◆ Task to complete: Every line below that holds the string "brown" should be copied.

Material for this exercise START

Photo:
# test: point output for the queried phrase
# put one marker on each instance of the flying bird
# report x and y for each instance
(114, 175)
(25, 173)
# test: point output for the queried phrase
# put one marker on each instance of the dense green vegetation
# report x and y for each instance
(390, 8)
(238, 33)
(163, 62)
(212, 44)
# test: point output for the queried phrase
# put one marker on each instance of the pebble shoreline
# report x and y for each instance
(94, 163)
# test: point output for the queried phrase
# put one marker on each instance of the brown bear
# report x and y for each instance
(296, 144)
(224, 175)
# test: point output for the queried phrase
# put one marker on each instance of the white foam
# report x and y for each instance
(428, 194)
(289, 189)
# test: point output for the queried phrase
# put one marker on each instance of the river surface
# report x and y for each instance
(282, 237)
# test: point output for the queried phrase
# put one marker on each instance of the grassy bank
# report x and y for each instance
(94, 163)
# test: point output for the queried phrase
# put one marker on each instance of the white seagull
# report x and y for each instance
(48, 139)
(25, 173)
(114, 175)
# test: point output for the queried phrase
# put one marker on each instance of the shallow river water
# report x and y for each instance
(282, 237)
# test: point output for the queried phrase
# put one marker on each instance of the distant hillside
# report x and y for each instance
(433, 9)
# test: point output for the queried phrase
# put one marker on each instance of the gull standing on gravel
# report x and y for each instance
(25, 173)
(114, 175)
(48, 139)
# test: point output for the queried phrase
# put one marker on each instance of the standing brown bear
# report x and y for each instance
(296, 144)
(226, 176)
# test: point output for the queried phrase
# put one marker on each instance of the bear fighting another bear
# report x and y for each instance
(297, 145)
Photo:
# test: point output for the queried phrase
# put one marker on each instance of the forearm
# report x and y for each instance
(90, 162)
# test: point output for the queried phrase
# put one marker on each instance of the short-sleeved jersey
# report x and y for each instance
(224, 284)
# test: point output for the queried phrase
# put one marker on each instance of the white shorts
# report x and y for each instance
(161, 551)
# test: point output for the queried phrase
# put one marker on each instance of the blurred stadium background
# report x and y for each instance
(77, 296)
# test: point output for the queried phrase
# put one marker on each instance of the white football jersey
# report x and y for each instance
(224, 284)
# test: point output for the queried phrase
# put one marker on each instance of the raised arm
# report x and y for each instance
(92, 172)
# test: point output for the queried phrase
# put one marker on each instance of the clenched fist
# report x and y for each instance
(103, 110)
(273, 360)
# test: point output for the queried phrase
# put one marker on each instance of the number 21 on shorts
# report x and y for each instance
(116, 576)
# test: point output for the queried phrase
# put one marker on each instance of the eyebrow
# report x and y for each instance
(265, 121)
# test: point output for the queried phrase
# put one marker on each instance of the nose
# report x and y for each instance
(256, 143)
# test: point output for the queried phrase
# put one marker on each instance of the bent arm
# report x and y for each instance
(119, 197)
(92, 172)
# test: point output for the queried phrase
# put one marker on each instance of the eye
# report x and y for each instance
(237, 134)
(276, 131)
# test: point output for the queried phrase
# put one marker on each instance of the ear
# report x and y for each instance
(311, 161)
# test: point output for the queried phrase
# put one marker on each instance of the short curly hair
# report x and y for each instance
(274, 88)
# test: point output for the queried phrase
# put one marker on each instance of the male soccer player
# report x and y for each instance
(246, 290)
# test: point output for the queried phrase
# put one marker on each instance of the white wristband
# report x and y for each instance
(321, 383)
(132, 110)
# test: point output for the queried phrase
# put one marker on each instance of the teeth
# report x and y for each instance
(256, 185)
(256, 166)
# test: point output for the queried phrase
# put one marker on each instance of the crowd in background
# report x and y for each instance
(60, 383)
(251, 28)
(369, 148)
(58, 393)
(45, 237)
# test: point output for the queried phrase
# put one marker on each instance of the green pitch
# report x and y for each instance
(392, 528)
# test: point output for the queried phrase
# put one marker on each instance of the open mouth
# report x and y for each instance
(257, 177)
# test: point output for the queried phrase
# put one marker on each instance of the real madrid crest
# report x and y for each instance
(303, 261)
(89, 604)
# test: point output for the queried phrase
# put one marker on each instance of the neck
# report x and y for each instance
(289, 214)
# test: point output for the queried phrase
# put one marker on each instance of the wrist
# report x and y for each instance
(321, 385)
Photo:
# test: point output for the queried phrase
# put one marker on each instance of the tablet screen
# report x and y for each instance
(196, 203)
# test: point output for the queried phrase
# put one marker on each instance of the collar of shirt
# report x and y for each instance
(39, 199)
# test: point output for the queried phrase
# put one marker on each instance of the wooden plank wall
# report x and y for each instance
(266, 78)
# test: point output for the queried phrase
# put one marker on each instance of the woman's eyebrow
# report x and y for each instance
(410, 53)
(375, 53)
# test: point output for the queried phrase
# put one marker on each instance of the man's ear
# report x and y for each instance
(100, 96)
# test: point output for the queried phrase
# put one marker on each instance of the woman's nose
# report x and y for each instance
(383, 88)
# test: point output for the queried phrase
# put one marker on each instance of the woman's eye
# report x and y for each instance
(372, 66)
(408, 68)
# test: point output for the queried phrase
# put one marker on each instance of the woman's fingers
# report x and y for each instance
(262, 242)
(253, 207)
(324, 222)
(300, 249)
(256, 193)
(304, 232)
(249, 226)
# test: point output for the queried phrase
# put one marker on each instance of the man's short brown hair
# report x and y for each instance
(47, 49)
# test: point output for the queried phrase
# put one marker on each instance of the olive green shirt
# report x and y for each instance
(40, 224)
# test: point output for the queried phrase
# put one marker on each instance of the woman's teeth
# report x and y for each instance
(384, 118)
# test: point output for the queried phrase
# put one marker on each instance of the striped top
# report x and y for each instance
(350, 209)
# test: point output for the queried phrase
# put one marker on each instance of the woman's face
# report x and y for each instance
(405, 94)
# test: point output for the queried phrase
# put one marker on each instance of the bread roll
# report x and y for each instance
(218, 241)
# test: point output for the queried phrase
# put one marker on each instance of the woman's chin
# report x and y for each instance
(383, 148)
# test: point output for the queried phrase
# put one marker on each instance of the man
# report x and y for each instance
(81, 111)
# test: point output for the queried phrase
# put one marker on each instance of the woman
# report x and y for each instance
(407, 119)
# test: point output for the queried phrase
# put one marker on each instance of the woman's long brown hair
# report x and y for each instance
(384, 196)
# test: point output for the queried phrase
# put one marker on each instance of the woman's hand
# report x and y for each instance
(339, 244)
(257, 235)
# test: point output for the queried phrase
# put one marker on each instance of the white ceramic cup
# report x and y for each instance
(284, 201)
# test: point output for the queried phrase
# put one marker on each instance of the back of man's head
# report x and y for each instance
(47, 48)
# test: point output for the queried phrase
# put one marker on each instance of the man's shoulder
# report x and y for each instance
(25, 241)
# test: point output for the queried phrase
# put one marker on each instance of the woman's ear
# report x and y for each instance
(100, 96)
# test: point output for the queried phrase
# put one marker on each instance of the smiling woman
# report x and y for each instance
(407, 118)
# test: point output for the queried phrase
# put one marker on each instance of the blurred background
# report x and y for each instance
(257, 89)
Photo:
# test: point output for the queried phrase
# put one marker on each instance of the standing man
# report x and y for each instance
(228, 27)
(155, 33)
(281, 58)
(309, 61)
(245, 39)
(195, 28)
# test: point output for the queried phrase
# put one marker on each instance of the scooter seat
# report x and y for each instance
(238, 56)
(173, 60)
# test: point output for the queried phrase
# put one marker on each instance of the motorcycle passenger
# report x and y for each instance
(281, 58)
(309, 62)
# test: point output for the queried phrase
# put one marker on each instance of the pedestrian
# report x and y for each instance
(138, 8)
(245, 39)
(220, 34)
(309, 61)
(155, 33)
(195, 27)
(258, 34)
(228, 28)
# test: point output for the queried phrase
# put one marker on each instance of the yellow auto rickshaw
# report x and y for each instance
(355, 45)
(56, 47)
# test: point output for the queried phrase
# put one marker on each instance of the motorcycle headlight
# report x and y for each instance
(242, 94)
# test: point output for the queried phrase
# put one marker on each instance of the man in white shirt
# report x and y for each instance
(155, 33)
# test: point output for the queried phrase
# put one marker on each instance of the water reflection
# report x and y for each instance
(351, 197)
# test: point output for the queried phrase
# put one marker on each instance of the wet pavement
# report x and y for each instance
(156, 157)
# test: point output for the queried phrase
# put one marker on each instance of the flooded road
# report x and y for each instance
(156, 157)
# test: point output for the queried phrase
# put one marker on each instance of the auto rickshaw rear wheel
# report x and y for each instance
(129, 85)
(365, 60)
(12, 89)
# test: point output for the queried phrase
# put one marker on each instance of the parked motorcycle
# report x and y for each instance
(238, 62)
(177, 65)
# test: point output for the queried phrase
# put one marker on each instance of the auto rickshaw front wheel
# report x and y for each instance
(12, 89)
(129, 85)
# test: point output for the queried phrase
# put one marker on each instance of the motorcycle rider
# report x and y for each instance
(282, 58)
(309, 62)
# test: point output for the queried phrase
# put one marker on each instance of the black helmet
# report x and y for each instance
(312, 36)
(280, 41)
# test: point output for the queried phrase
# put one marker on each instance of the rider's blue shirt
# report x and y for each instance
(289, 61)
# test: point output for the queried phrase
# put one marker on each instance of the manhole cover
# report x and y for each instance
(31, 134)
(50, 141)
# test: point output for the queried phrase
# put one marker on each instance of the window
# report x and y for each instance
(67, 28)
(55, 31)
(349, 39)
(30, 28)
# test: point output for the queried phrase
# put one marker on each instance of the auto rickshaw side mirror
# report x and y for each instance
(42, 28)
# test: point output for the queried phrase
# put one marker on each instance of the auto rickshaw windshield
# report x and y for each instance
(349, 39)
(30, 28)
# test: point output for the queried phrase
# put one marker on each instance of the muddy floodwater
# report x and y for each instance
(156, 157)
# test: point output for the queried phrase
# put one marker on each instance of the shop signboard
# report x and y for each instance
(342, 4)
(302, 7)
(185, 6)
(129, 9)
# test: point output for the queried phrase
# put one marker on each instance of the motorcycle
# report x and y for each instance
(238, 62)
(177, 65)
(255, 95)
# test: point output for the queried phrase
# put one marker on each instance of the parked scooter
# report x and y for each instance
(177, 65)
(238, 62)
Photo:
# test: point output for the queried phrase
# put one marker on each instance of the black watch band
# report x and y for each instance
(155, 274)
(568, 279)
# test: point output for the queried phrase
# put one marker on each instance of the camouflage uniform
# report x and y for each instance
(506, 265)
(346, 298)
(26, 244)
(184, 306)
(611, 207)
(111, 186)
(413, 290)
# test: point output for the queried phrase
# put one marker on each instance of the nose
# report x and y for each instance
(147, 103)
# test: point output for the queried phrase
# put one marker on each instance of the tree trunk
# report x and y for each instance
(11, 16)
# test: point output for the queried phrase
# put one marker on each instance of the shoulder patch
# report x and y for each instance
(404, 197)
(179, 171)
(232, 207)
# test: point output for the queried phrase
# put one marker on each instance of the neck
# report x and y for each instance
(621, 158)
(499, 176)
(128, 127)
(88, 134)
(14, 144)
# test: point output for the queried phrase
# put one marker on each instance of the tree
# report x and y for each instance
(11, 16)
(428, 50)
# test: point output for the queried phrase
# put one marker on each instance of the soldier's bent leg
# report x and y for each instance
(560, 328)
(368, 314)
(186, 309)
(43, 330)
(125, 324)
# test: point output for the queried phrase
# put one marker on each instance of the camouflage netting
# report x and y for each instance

Material for this exercise END

◆ Answer for this exercise:
# put one marker on each instance of the brown bear
# put one marker on each instance of the standing brown bear
# put one marker on each instance of the man's short brown hair
# put one marker on each instance of the woman's long brown hair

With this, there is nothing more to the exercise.